### Your objective
Extract every line of the listing below and reproduce it unchanged.

--- start of Working data ---

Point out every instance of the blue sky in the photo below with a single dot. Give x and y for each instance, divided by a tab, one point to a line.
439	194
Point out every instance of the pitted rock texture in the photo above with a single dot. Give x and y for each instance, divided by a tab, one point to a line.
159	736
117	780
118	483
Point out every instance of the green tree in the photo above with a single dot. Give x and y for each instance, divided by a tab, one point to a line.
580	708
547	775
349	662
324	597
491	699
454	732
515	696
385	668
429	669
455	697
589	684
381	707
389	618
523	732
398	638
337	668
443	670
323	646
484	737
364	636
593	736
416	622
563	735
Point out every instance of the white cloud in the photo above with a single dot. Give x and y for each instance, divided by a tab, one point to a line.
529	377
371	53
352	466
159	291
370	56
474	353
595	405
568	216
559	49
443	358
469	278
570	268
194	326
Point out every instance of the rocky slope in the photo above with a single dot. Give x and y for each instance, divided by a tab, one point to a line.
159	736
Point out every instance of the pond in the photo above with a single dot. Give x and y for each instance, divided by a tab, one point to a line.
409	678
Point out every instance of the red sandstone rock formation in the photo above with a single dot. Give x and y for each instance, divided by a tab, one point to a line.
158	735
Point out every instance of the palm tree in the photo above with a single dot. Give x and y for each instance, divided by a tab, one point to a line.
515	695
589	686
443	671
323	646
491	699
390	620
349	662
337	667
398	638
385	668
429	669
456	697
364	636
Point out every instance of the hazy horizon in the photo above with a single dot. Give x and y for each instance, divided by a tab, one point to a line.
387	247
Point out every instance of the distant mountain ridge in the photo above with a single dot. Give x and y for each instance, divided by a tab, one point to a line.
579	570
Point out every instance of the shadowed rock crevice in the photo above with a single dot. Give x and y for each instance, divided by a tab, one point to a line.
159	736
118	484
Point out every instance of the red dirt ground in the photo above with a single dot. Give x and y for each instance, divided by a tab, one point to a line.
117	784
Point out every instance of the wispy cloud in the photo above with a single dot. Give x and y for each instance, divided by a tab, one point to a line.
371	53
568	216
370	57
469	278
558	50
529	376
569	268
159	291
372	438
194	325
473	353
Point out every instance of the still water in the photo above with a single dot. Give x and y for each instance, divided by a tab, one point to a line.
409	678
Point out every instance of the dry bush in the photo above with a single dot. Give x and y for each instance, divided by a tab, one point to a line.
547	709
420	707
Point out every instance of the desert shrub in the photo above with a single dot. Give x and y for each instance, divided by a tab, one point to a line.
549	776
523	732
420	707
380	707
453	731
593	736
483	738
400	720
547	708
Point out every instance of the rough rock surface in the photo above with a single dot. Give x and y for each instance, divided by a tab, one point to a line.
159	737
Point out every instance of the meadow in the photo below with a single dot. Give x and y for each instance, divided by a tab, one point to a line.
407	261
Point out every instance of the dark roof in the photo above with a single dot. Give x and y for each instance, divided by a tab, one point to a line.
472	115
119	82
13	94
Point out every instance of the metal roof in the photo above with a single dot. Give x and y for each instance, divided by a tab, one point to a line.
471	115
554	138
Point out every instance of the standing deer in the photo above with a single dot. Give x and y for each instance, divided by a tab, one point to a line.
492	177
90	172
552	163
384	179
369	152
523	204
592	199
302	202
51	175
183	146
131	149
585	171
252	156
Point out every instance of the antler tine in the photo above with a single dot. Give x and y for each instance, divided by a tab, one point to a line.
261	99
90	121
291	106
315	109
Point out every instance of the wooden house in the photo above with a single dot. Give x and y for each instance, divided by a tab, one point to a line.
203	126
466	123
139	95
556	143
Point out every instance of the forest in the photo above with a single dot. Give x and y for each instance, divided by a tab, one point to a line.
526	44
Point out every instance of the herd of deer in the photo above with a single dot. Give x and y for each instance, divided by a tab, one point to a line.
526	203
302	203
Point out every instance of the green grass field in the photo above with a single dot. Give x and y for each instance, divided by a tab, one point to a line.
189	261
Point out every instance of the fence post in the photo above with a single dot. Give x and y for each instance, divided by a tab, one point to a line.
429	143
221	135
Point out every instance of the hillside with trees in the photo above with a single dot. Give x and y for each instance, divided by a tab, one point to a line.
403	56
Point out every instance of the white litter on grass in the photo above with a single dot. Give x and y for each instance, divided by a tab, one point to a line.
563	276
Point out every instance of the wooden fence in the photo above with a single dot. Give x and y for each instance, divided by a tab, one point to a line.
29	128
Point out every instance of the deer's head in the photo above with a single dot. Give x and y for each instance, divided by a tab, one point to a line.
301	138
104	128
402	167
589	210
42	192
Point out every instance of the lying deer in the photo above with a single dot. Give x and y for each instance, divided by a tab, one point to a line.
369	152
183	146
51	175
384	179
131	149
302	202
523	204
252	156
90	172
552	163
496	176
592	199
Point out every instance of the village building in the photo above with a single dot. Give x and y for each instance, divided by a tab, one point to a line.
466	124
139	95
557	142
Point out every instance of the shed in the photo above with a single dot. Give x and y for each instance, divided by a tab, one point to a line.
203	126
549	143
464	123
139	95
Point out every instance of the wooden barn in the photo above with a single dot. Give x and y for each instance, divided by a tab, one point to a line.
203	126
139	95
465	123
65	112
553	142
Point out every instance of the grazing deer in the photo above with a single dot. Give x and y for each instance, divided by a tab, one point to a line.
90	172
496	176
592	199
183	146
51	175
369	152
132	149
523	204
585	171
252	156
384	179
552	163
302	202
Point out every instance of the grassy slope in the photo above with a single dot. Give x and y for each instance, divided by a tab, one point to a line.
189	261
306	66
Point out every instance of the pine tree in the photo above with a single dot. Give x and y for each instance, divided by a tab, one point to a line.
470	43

--- end of Working data ---

### Written solution
Point out every instance of the blue sky in the photo below with a single dot. Give x and y for each instance, divided by a tab, one point to a line.
439	194
Point out every instance of the pitted rock texture in the photo above with a single dot. Give x and y for each instance, divided by a tab, one point to a line.
159	736
117	780
118	483
Point out every instance of the green tree in the photo above with a single dot. Give x and y for each instance, divided by a tab, one point to a line.
580	708
547	775
349	662
324	597
491	699
454	732
515	696
385	668
429	669
455	697
589	684
381	707
389	618
523	732
398	638
337	668
443	670
323	646
484	737
364	636
593	736
416	622
563	735
Point out every instance of the white cloud in the photo above with a single dot. Give x and y for each instance, divided by a tab, one point to a line.
529	377
371	53
352	466
159	291
370	56
474	353
595	405
568	216
559	49
443	358
469	278
570	268
194	326
Point out every instance of the rocky slope in the photo above with a single dot. Give x and y for each instance, divided by a tab, one point to a line.
159	736
Point out every instance of the pond in the photo above with a single dot. Give x and y for each instance, divided by a tab, one point to a line.
409	678
Point out every instance of the red sandstone rock formation in the photo above with a single dot. Give x and y for each instance, divided by a tab, one point to a line.
158	735
Point out every instance of the palm tree in the photo above with a single dot. Give x and y for each instance, divided by a tab, one point to a line.
515	695
589	686
443	671
323	646
491	699
390	620
349	662
337	667
398	638
385	668
429	669
456	697
364	636
Point out every instance of the hazy horizon in the photo above with a single dot. Give x and y for each instance, divided by a tab, one point to a line.
387	247
Point out every instance of the distant mountain ridge in the photo above with a single dot. Give x and y for each instance, divided by a tab, one point to a line.
579	570
Point out every instance of the shadowed rock crevice in the photo above with a single dot. Give x and y for each instance, divided by a tab, one point to a line.
159	736
118	484
Point out every instance of the red dirt ground in the photo above with a single dot. Give x and y for each instance, divided by a tab, one point to a line.
117	784
Point out every instance of the wispy cloud in the photo above with a single dot. Give x and y for each instance, divided by a tab, one point to a line.
371	53
568	216
370	57
469	278
558	50
529	376
569	268
159	291
372	438
194	325
473	353
Point out every instance of the still water in the photo above with a single dot. Give x and y for each instance, divided by a tab, one point to a line.
409	678
Point out every instance of the dry bush in the photo above with a single dot. Give x and y for each instance, divided by a tab, one point to a line.
547	709
420	707
Point out every instance of the desert shrub in the photo above with a single dot. Give x and y for each instance, divided by a tab, one point to a line.
549	776
523	732
420	707
380	707
453	731
593	736
483	738
400	720
547	708
Point out every instance of the rough rock surface in the photo above with a single dot. Give x and y for each instance, divided by a tab, one point to a line.
159	737
Point out every instance of the meadow in the photo below with a single dot. Give x and y for each instance, divided by a tab, one point to a line.
407	261
Point out every instance of the dark roof in the photo above with a single dot. Give x and y for each instance, divided by a tab, one point to a line.
472	115
119	82
13	94
Point out every instance of the metal roof in the photo above with a single dot. Give x and y for each instance, divided by a tab, one point to a line.
471	115
554	138
Point out every instance of the standing deer in the photo above with a single dot. Give x and y for each instance, divided by a tab, one point to a line.
492	177
90	172
552	163
384	179
369	152
523	204
592	199
302	202
51	175
183	146
131	149
585	171
252	156
Point out every instance of the antler tine in the photo above with a single dot. Give x and y for each instance, divided by a tab, one point to a line.
261	99
90	121
291	106
315	109
Point out every instance of the wooden house in the photo above with a single dot. Give x and y for each instance, divided by a tab, one point to a line.
203	126
466	123
139	95
556	143
Point out every instance of the forest in the photo above with a single dot. Give x and y for each instance, divided by a tab, one point to a line.
526	44
Point out every instance of the herd of deer in the photo above with a single dot. Give x and y for each instance, divided by a tab, one point to a line.
526	203
302	203
Point out every instance of the green grass field in the photo above with a single dot. Give x and y for each instance, divided by a tab, one point to a line.
189	261
Point out every instance of the fence post in the photo above with a single dot. Give x and y for each instance, divided by a tab, one point to a line.
429	143
221	135
Point out every instance of the hillside with trees in the photo above with a single dot. Give x and y for each instance, divided by a tab, one point to a line.
403	56
Point out every instance of the white litter on grass in the photo above with a single dot. Give x and y for each instance, divided by a tab, one point to a line.
563	276
Point out every instance of the wooden fence in the photo above with a single dot. Give x and y for each instance, divided by a tab, one point to a line.
29	128
Point out every instance of the deer's head in the photo above with a single dot. Give x and y for each instance, divided by a tab, one point to a line.
301	138
104	128
402	167
589	210
42	192
Point out every instance of the lying deer in the photo above with a single dot. Give x and y for each instance, divided by a tab, one point to a line.
369	152
183	146
51	175
384	179
131	149
302	202
523	204
252	156
90	172
552	163
496	176
592	199
Point out every instance of the village building in the photo above with a single dot. Give x and y for each instance, divided by a tab, one point to a line.
466	124
139	95
557	142
Point out every instance of the shed in the photo above with a single dot. Give x and y for each instance, divided by a tab, one point to a line.
203	126
549	143
464	123
139	95
Point out every instance of the wooden barn in the photo above with a single dot. Give x and y for each instance, divided by a tab, one point to a line.
203	126
139	95
465	123
65	112
553	142
Point out every instance of the grazing deer in the photo above with a single dot. Give x and y for each instance, divided by a tab, one point to a line.
90	172
496	176
592	199
183	146
51	175
369	152
132	149
523	204
585	171
252	156
384	179
552	163
302	202
Point out every instance of the grassy slope in the photo above with a single dot. Give x and y for each instance, divided by a tab, one point to a line.
189	261
306	66
Point out every instance of the pine tree in the photo above with a single dot. Give x and y for each instance, divided by a tab, one point to a line.
470	43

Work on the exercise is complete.